> [Working data]:
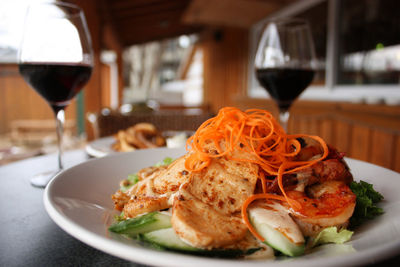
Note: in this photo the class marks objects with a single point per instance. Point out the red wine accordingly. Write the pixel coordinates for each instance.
(284, 85)
(57, 83)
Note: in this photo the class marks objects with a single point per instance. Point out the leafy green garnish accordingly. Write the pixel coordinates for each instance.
(332, 235)
(365, 208)
(129, 182)
(119, 217)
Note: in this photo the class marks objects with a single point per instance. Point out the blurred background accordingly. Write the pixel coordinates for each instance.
(177, 62)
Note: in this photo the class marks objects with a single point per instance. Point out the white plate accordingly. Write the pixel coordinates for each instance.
(79, 201)
(101, 147)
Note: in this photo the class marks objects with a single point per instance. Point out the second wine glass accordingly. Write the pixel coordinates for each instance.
(56, 60)
(285, 62)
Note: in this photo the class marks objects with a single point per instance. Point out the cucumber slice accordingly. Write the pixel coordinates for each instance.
(142, 224)
(168, 239)
(270, 222)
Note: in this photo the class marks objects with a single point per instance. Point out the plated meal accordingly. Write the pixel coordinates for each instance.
(245, 188)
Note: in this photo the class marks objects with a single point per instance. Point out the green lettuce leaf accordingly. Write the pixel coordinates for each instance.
(332, 235)
(366, 208)
(129, 182)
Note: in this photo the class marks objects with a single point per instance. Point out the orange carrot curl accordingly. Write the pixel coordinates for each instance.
(254, 131)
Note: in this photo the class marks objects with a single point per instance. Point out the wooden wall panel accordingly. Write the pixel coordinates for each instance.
(396, 156)
(342, 135)
(366, 132)
(360, 142)
(326, 130)
(225, 65)
(382, 148)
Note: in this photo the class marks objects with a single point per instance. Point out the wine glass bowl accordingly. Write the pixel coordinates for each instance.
(56, 59)
(285, 62)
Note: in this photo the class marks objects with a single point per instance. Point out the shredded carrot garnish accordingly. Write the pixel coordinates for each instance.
(256, 132)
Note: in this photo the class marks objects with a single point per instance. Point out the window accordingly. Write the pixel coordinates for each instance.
(357, 45)
(369, 42)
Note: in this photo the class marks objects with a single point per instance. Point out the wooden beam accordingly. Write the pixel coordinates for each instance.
(225, 62)
(231, 13)
(112, 40)
(92, 91)
(148, 9)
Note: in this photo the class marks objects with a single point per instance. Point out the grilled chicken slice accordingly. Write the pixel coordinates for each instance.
(153, 192)
(224, 184)
(201, 226)
(206, 213)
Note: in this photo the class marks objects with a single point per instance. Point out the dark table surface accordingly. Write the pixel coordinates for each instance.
(28, 237)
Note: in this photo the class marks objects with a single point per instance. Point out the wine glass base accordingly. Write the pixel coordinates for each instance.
(42, 179)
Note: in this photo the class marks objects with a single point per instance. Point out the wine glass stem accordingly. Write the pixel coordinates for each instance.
(284, 118)
(60, 119)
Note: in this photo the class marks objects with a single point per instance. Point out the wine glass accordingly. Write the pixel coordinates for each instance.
(56, 59)
(285, 62)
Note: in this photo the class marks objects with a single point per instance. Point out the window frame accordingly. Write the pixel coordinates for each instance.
(331, 91)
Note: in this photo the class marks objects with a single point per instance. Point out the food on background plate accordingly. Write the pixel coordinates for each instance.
(245, 188)
(139, 136)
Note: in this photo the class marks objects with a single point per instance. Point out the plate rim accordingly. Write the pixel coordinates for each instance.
(160, 258)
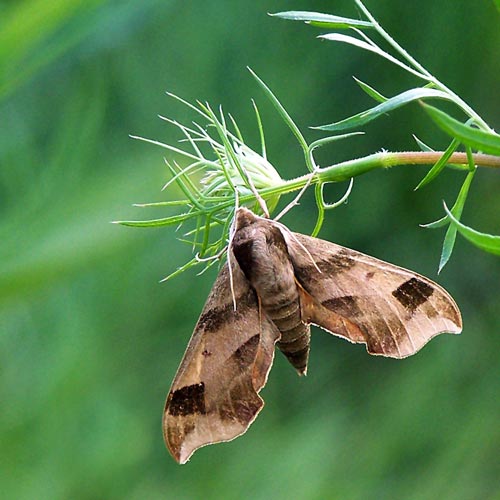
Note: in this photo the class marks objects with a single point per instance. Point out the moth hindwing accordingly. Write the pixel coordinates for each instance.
(283, 282)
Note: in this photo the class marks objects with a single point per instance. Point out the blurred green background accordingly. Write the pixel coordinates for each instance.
(90, 340)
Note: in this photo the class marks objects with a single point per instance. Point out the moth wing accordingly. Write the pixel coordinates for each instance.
(214, 396)
(394, 311)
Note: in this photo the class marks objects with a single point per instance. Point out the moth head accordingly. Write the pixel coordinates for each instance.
(245, 218)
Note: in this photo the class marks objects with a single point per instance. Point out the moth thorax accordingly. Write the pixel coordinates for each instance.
(262, 255)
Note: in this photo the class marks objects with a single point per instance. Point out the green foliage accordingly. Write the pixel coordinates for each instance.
(90, 341)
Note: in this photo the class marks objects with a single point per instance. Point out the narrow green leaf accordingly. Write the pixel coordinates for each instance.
(167, 221)
(487, 242)
(371, 46)
(487, 142)
(367, 89)
(439, 165)
(385, 107)
(282, 112)
(458, 206)
(323, 20)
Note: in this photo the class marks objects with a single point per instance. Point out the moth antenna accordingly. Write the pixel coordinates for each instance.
(295, 201)
(232, 231)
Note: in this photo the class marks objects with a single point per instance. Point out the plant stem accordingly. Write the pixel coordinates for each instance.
(352, 168)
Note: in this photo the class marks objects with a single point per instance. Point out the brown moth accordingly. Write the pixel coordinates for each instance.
(281, 283)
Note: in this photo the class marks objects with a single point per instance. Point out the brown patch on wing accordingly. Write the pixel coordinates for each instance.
(245, 354)
(213, 319)
(393, 310)
(413, 293)
(229, 356)
(187, 400)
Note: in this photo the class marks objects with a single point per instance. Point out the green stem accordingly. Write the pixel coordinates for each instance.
(352, 168)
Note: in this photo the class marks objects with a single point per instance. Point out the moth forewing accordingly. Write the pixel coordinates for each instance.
(280, 282)
(394, 311)
(214, 396)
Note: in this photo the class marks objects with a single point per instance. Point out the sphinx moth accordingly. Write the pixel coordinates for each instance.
(274, 284)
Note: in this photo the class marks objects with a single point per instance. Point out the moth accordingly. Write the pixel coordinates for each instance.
(274, 285)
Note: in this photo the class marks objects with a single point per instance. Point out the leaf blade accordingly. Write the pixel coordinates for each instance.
(488, 142)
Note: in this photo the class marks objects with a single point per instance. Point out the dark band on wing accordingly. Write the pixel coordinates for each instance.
(213, 319)
(187, 400)
(413, 293)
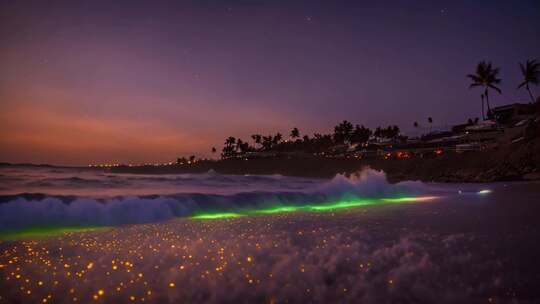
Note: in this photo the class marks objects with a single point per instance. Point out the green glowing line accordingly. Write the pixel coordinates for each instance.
(279, 209)
(211, 216)
(42, 232)
(342, 204)
(349, 203)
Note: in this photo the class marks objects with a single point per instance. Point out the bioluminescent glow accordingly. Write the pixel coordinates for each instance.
(39, 232)
(215, 215)
(322, 207)
(411, 199)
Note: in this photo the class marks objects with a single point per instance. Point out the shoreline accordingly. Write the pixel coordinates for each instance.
(511, 163)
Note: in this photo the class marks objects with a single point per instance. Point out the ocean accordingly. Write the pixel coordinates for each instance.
(94, 235)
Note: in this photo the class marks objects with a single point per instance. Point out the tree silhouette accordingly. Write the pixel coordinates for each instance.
(277, 138)
(360, 134)
(531, 75)
(487, 77)
(342, 132)
(229, 149)
(257, 138)
(295, 133)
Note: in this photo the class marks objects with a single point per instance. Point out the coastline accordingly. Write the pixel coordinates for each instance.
(519, 162)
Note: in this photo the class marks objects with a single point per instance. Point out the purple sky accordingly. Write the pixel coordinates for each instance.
(130, 81)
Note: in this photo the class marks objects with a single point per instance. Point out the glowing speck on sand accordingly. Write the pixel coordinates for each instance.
(38, 232)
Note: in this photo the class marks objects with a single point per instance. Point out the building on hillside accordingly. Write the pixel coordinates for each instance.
(512, 113)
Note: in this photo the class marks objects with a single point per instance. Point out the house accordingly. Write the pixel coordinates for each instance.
(513, 113)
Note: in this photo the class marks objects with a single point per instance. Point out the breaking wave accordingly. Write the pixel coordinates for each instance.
(30, 209)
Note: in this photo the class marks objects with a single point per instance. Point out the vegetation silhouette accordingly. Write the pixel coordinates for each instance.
(485, 76)
(531, 75)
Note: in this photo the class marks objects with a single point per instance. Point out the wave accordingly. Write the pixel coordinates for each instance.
(35, 209)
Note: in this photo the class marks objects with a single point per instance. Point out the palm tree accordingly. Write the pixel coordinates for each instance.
(482, 96)
(531, 75)
(257, 138)
(295, 133)
(485, 76)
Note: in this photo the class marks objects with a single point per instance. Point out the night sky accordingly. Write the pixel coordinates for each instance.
(96, 81)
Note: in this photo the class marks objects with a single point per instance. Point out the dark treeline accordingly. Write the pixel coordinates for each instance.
(345, 133)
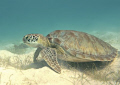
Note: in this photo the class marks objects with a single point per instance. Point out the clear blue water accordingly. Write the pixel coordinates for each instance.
(21, 17)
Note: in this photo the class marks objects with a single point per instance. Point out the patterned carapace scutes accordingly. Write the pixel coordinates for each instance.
(83, 45)
(69, 45)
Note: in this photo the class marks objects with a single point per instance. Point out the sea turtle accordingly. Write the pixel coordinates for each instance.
(69, 45)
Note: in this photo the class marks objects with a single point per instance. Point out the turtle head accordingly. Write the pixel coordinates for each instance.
(35, 40)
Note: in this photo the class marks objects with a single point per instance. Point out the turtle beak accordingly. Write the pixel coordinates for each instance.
(24, 39)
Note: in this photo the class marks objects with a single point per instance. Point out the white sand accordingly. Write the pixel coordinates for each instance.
(19, 70)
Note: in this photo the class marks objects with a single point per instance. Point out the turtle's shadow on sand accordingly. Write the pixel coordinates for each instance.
(80, 66)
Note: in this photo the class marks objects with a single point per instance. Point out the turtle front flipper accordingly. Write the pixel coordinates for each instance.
(50, 56)
(36, 54)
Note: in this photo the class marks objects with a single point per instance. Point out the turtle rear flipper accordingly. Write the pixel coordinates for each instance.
(50, 56)
(37, 52)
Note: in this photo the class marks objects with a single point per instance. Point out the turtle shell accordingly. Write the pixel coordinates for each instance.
(83, 45)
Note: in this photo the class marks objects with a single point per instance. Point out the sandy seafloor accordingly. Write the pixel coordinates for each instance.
(17, 69)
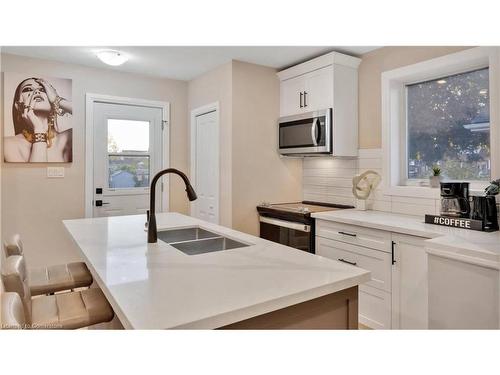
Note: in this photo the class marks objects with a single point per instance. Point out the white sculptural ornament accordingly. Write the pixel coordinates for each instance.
(363, 185)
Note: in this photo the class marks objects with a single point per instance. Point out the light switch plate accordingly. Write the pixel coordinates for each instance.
(55, 172)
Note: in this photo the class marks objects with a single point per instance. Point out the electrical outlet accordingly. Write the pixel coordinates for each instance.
(55, 172)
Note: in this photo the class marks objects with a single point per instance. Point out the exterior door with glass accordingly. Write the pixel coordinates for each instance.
(127, 153)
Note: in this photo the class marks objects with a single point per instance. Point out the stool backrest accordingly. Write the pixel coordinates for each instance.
(13, 246)
(14, 278)
(12, 311)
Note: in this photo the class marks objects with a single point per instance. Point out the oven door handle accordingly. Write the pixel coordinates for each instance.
(286, 224)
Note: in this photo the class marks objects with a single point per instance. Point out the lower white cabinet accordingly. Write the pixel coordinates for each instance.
(409, 283)
(397, 295)
(374, 307)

> [Exercise goal]: Produce exactly the lines from the one containing "the white sculptural" through the final line of the records above, both included, and no others.

> [Answer to this task]:
Note: in this photo the class marks objects with a single point per instance. Point out the white sculptural ornament accordingly. Write the pixel coordinates for each instance.
(363, 185)
Note: in this photo the class marks objects with a single point per instance. Point out the light switch plate accordingly. Write the pixel coordinates for each instance.
(55, 172)
Note: in this photo the class marks objects with a single point per instance. Point out the electrical outlet accordingly. Write the pixel coordinates for each instance.
(55, 172)
Note: in this photo the class marks objects with a single point per instance. Point out the exterior door with glass accordingly. Write the pixel coordinates for each instance.
(127, 153)
Note: in this photo the class marks objects with a single point per instance. Point out the stool backrest accordingly. Write the pixel coordinates for each instance.
(13, 246)
(14, 278)
(12, 311)
Note: in this photo the class marks objects with a single point per instance. Point out the oven door handle accordingly. Write the pixel coordinates for each instance.
(286, 224)
Note: in this photo the class marks objects with a single point per instance. Point out the lower white cabinet accordingly. Write the pixel coordinates for each instance.
(409, 283)
(397, 295)
(374, 307)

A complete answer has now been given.